++++ ENTRIES SUPPLIED ++++

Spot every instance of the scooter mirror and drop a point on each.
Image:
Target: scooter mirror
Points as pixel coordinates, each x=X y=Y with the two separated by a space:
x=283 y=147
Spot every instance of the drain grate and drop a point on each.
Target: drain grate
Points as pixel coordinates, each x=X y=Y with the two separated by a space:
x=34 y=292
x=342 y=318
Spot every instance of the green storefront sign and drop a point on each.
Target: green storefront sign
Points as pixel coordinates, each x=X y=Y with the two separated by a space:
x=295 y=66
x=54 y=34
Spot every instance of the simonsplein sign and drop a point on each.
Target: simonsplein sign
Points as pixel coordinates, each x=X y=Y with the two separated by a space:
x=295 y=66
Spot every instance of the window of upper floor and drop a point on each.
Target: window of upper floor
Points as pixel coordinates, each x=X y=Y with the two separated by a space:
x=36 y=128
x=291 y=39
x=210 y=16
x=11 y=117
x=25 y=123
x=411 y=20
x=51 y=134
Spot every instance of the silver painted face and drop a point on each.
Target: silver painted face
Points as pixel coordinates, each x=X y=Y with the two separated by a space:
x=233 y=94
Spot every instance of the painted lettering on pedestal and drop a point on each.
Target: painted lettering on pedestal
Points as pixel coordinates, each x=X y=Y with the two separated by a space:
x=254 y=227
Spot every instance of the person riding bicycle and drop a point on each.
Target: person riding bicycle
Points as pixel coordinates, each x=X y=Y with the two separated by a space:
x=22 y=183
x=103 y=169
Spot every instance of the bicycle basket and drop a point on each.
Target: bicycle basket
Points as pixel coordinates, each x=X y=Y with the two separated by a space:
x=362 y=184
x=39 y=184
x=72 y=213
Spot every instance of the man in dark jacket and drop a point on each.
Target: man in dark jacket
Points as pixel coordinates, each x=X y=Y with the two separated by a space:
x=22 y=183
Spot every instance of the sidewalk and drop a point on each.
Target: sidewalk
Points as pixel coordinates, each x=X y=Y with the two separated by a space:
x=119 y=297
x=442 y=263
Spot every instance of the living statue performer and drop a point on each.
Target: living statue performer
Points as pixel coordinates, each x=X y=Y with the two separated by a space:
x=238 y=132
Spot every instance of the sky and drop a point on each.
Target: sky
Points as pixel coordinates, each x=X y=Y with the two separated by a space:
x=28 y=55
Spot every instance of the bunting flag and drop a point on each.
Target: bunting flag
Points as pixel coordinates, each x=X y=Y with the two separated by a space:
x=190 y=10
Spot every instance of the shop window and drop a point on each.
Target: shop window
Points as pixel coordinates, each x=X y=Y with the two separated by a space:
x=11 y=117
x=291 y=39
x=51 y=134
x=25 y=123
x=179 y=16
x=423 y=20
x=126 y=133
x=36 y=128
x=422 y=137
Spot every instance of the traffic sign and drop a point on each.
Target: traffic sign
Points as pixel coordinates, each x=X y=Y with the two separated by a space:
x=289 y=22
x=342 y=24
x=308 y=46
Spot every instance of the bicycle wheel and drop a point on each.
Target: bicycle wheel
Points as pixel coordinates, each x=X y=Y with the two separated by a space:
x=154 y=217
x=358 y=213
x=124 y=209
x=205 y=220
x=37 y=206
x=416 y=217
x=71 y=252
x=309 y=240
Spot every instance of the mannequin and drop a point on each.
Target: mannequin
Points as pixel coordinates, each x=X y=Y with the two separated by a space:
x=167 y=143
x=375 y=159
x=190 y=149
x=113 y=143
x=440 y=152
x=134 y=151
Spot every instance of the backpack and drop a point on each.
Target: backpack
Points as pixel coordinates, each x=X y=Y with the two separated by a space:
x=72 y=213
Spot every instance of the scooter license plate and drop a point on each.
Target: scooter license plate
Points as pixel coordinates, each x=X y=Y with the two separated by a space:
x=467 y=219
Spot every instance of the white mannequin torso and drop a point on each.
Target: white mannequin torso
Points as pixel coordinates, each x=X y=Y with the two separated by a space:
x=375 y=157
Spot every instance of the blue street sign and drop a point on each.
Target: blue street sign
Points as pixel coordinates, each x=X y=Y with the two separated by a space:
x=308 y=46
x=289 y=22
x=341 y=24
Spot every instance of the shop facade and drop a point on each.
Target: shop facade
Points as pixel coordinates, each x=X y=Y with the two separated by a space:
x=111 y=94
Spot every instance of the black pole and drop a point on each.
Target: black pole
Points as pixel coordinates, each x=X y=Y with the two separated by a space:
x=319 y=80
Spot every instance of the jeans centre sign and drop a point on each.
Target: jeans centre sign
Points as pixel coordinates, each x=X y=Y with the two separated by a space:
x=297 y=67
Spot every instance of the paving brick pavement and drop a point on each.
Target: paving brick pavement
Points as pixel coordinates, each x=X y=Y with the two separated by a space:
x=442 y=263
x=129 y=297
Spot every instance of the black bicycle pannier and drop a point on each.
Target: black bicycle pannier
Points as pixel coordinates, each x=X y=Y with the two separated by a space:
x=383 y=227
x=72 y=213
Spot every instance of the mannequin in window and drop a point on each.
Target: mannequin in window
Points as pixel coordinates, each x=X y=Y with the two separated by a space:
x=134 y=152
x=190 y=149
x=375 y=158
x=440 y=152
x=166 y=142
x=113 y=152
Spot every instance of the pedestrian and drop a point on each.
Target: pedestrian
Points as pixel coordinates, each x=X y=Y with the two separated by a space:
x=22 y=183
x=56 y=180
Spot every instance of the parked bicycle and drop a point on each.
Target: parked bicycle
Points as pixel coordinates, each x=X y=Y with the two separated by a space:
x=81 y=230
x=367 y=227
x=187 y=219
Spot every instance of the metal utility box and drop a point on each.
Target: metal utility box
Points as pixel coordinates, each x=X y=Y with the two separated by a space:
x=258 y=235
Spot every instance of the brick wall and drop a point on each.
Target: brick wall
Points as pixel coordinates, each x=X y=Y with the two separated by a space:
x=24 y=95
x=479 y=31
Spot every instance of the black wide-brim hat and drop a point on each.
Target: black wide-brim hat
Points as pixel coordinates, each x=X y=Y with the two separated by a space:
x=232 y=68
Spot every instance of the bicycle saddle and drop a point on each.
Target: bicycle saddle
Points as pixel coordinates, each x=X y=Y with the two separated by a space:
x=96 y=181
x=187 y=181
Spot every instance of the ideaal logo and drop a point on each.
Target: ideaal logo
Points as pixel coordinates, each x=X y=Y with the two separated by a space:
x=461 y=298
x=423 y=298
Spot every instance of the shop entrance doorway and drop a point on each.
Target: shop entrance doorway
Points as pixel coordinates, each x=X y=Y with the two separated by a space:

++++

#### TASK REQUIREMENTS:
Gather up, from the records above, each line where the word "floor" appears.

#### SOLUTION BELOW:
Spot every instance of the window of upper floor and drop a point on each.
Target: window of upper floor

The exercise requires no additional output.